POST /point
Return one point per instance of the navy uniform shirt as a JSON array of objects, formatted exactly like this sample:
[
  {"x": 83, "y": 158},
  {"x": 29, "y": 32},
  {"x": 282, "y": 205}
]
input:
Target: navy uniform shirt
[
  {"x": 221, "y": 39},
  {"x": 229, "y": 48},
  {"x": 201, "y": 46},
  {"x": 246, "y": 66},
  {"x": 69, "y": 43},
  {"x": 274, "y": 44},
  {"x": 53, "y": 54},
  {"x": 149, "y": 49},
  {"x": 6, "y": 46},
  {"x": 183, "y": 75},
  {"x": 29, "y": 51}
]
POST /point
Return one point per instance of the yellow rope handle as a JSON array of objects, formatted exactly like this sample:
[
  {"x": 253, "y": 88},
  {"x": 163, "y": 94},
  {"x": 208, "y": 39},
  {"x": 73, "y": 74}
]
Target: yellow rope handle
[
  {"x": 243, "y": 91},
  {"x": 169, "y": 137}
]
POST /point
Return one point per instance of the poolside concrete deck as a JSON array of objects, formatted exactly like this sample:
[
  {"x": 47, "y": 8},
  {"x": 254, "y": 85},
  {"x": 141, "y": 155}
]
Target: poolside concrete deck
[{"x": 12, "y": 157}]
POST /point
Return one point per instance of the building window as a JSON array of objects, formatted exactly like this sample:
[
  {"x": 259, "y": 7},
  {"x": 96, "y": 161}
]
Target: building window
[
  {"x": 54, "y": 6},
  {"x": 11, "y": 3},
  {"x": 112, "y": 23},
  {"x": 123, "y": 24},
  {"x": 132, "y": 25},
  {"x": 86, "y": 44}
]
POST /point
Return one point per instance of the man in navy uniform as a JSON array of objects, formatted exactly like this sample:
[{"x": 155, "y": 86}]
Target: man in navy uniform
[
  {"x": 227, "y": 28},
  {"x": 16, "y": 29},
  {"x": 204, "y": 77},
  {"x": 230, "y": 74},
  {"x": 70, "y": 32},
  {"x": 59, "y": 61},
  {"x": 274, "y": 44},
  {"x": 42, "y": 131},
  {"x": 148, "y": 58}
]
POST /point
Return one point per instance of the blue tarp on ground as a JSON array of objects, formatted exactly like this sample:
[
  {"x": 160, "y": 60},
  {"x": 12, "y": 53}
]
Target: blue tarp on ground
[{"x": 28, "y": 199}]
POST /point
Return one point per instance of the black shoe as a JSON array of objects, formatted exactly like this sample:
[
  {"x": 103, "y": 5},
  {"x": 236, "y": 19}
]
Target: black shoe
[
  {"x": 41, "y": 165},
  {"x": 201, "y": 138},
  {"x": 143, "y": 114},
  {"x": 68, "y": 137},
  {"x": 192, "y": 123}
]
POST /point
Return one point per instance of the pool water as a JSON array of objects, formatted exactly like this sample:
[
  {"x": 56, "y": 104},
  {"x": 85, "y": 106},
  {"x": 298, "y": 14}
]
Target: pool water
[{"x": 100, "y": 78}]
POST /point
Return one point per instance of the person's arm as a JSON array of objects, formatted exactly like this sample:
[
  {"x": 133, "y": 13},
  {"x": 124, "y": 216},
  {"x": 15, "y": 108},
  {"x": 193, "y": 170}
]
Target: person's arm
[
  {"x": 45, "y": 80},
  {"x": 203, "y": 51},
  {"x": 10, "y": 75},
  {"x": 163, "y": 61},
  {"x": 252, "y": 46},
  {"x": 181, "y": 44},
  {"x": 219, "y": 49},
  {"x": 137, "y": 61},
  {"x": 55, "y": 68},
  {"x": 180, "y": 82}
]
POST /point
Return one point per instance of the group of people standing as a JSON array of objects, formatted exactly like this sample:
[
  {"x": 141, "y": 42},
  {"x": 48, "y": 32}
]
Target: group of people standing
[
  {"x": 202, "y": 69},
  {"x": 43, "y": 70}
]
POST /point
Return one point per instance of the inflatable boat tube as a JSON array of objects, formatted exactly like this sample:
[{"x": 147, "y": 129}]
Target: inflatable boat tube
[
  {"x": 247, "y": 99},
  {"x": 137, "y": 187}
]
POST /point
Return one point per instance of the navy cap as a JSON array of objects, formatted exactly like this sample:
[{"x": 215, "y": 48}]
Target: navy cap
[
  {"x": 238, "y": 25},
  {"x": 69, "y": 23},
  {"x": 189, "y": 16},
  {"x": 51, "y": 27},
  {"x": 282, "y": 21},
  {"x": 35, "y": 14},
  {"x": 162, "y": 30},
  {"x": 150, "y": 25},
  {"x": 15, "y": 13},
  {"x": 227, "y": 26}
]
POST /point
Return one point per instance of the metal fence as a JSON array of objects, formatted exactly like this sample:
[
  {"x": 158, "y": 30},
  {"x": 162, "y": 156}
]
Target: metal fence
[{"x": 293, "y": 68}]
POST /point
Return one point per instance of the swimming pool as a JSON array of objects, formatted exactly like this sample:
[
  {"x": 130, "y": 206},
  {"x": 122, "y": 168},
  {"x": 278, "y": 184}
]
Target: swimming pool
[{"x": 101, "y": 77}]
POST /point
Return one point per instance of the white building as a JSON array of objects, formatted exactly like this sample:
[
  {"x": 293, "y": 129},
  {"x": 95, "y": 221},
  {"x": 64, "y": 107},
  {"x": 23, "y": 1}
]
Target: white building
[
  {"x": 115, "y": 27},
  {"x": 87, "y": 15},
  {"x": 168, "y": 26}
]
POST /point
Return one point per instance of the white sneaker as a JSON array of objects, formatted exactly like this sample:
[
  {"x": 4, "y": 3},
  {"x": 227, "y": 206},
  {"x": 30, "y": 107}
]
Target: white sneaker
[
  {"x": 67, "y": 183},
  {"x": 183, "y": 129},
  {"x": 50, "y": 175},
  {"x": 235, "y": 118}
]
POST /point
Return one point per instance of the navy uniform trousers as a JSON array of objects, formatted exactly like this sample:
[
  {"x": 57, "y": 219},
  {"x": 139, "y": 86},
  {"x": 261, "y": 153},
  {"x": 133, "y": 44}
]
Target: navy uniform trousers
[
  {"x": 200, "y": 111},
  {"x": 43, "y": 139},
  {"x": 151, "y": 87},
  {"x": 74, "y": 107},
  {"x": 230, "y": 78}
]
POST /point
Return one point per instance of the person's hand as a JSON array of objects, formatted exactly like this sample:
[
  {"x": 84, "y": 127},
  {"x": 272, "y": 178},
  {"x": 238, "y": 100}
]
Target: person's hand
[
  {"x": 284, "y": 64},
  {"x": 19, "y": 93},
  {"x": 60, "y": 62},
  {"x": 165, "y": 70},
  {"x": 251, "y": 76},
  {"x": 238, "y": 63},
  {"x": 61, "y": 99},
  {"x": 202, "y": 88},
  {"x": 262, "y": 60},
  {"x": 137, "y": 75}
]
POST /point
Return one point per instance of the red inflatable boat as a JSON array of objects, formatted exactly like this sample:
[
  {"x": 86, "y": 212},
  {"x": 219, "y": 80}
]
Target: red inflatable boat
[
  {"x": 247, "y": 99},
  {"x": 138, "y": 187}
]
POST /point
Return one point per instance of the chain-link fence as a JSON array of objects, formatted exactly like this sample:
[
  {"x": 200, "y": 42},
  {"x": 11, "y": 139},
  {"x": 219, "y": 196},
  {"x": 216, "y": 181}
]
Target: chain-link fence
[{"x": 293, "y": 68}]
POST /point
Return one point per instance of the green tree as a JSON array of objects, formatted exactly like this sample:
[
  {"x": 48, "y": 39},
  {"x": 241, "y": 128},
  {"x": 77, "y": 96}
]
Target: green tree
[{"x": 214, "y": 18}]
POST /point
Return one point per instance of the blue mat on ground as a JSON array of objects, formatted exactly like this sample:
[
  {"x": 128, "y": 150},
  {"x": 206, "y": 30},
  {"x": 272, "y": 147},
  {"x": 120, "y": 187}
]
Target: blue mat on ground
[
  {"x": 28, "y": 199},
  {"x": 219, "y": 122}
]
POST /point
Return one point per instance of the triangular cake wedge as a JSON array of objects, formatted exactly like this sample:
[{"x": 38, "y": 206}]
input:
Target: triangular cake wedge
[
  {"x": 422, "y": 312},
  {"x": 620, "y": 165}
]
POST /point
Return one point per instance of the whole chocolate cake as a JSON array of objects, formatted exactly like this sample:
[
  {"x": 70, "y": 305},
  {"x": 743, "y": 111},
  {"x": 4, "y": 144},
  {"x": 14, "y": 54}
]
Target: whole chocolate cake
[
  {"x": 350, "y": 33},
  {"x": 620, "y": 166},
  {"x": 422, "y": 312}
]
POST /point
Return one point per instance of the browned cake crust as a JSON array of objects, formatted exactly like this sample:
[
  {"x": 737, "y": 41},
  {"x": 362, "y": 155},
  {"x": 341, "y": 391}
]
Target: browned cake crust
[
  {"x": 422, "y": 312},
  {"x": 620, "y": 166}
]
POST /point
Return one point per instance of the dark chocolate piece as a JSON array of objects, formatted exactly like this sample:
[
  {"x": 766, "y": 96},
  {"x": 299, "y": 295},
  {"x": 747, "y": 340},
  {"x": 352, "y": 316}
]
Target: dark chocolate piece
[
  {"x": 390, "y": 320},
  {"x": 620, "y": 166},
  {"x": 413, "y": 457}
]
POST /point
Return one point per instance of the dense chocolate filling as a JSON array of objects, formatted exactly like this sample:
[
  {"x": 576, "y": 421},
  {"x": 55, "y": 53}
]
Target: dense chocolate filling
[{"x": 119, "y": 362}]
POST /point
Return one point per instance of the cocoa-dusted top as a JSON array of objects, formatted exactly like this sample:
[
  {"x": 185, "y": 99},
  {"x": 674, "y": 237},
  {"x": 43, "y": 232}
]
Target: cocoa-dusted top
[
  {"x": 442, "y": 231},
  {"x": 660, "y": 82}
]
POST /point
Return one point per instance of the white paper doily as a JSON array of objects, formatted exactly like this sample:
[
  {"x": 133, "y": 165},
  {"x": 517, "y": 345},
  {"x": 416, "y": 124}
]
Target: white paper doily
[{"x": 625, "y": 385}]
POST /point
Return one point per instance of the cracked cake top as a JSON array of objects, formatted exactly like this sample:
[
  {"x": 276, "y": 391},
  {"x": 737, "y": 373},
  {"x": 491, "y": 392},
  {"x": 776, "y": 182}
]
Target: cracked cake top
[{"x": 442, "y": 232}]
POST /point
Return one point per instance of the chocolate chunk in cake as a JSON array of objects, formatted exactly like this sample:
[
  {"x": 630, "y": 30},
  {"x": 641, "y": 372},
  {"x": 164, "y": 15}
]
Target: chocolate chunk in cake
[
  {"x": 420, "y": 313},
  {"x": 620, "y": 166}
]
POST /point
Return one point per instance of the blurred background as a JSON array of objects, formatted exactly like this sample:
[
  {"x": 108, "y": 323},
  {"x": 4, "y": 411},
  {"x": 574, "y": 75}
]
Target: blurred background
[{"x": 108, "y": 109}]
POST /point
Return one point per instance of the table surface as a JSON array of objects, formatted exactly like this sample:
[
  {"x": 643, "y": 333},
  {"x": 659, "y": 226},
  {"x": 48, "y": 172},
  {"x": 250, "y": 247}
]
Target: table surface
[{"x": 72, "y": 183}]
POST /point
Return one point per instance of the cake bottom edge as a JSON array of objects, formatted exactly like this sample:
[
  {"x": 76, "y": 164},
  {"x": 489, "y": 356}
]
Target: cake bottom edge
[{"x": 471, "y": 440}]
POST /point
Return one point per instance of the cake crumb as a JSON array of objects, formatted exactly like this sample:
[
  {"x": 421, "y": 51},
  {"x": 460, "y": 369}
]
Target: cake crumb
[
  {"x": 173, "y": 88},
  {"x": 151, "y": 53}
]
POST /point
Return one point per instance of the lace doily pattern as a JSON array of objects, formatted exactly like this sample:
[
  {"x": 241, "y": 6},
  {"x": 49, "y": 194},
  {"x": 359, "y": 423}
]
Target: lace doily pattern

WORK INSTRUCTION
Where a line of the data above includes "pattern", copy that line.

RESPONSE TO THE EXERCISE
Return one point per instance of the lace doily pattern as a JSON array of objects, formatted exactly like this sample:
Target: lace doily pattern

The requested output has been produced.